WORK TO BE COMPLETED: Copy the data word for word, keeping every line.

DATA FOR THE TASK:
..............................

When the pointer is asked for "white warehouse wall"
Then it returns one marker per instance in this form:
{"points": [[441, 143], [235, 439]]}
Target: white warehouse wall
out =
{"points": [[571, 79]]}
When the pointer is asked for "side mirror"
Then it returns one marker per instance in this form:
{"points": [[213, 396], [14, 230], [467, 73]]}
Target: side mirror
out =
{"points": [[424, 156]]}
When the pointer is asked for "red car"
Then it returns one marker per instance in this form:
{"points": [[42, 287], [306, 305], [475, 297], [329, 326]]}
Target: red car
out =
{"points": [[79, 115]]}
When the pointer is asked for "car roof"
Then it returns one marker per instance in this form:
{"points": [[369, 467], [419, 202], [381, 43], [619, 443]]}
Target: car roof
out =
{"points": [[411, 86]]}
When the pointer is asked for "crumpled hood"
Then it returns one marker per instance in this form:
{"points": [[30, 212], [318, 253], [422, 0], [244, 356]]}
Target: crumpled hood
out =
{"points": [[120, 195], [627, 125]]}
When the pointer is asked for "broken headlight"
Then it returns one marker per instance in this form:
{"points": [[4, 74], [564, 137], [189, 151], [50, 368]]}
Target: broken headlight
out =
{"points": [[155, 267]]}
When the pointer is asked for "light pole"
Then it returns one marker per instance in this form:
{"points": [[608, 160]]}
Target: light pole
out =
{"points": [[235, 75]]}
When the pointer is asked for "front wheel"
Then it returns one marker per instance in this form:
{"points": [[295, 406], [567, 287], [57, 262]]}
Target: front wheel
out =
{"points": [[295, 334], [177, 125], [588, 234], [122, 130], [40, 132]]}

..............................

SOLUTION FOR THIS EXERCISE:
When the pointer is asked for "white warehouse wall"
Then it returns one marker per instance in this form:
{"points": [[441, 143], [235, 439]]}
Target: white warehouse wall
out =
{"points": [[571, 79]]}
When the pointer is asked for "side mirror"
Then it returns one marker per instance in this form:
{"points": [[213, 396], [14, 230], [467, 73]]}
Target: side mirror
out =
{"points": [[424, 156]]}
When the pointer is asked for "red car"
Then it returns one marker per instance in this form:
{"points": [[42, 287], [306, 305], [475, 297], [329, 326]]}
Target: red car
out =
{"points": [[79, 115]]}
When the pointer is asked for "car roof"
Then it returns one marker per instance in this form:
{"points": [[369, 467], [419, 202], [381, 43], [619, 443]]}
Target: car roof
out =
{"points": [[411, 86]]}
When the pointer is asked for "crumpled hood"
Then it returns one marker per instance in this form:
{"points": [[30, 212], [318, 253], [422, 0], [244, 356]]}
Target: crumpled hood
out =
{"points": [[120, 195], [627, 125]]}
When the pointer is asked for "broken headlight"
Then it returns one marker per instance in this form:
{"points": [[4, 74], [564, 137], [189, 151], [50, 368]]}
Target: broken headlight
out =
{"points": [[155, 267]]}
When the pointer is asked for "light pole"
Then it returns one marker per instance in this form:
{"points": [[608, 160]]}
Target: light pole
out =
{"points": [[235, 75]]}
When the pointer is asked for "front wheel"
Then it returns one marker per instance in this form:
{"points": [[295, 406], [567, 287], [57, 262]]}
Target: front wheel
out =
{"points": [[295, 334], [177, 125], [588, 234], [122, 130], [40, 132]]}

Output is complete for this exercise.